▸ **PROBLEM STATEMENT**
Rewrite the records from the start through the line containing "133), (112, 132)]", changing "goalie skate" to "ice skate" and leaving all else unchanged.
════════
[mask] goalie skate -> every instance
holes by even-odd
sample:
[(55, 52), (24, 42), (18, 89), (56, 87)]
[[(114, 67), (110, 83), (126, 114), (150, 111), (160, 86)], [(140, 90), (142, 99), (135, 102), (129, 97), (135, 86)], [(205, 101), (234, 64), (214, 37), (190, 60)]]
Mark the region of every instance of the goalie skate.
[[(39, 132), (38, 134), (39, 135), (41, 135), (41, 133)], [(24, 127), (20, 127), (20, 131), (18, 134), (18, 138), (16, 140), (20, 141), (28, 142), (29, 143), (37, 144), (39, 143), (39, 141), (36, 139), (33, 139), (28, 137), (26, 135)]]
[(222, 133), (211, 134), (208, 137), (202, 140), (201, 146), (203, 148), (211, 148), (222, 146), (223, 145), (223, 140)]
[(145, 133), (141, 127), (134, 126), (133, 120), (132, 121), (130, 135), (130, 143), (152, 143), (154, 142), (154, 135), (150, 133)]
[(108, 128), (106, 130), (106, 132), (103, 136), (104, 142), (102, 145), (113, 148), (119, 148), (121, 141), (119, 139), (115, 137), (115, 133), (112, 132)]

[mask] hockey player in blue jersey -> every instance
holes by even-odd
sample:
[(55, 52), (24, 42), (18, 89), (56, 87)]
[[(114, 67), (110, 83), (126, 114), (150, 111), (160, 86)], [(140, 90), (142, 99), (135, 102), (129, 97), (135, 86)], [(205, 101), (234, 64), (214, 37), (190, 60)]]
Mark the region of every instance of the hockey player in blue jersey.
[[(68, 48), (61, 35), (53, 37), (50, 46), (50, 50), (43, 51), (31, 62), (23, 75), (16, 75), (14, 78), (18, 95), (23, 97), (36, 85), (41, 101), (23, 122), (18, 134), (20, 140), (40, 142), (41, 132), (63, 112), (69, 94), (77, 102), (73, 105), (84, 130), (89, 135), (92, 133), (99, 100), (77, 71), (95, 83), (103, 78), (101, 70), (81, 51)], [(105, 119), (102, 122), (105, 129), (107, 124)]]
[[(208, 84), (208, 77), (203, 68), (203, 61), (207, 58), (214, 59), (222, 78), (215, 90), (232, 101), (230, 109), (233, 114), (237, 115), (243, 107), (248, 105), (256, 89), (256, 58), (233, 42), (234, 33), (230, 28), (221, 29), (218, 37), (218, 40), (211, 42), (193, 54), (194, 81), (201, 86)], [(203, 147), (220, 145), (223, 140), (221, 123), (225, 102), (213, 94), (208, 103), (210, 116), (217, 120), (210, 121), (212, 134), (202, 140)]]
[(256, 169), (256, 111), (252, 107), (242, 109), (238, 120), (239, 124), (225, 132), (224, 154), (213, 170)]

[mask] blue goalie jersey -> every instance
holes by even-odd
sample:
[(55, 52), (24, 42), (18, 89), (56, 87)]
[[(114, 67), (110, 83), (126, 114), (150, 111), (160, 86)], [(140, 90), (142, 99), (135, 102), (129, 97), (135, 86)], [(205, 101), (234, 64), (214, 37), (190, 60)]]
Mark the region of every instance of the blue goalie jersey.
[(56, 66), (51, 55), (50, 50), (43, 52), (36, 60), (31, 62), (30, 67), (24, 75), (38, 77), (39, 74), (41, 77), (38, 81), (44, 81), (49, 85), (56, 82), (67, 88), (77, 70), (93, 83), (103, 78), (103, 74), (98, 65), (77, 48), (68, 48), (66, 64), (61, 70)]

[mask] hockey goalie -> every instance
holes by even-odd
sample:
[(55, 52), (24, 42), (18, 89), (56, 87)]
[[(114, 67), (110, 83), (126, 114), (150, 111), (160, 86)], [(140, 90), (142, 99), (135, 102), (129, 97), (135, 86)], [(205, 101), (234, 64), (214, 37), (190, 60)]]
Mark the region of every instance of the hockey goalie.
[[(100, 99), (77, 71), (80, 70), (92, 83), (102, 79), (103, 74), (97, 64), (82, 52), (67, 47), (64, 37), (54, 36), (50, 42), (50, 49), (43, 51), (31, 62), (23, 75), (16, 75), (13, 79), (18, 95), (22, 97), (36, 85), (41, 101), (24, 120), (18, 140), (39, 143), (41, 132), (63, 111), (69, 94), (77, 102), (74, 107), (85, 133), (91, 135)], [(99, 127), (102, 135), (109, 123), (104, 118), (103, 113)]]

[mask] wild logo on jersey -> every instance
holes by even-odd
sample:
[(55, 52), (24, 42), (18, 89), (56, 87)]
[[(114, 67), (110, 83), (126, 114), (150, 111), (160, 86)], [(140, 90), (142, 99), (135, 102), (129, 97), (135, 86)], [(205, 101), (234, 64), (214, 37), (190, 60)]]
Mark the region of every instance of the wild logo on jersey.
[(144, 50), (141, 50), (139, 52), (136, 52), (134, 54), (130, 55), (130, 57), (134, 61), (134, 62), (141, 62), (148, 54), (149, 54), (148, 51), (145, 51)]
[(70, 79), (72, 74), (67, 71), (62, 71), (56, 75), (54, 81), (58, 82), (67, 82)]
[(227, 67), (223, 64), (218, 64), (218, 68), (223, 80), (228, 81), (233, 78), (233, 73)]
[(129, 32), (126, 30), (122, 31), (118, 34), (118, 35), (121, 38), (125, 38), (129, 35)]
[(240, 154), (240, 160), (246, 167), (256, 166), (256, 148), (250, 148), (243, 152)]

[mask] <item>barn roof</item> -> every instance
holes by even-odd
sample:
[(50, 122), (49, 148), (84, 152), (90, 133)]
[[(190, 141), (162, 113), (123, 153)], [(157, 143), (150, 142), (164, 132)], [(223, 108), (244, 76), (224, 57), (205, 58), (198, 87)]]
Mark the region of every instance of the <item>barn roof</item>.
════════
▸ **ANSWER FOR THIS EXERCISE**
[mask] ice skate -> every instance
holes by even-odd
sample:
[(55, 52), (24, 42), (18, 89), (56, 87)]
[[(114, 67), (110, 83), (126, 114), (150, 111), (160, 86)], [(140, 90), (142, 99), (135, 102), (129, 97), (135, 86)], [(205, 101), (234, 64), (214, 37), (190, 60)]]
Mark the region of every instance of the ice skate.
[[(39, 132), (38, 134), (39, 135), (41, 135), (41, 133)], [(24, 127), (20, 127), (20, 131), (18, 134), (18, 138), (16, 140), (20, 141), (28, 142), (29, 143), (37, 144), (39, 143), (39, 141), (36, 139), (33, 139), (28, 137), (26, 135)]]
[(222, 133), (211, 134), (208, 137), (202, 140), (201, 146), (203, 148), (211, 148), (222, 146), (223, 145), (223, 140)]
[(145, 133), (141, 127), (134, 126), (133, 120), (132, 121), (130, 135), (130, 143), (152, 143), (154, 142), (154, 135), (150, 133)]
[(108, 128), (106, 130), (106, 132), (103, 136), (104, 142), (102, 145), (113, 148), (119, 148), (121, 141), (119, 139), (115, 137), (115, 133), (112, 132)]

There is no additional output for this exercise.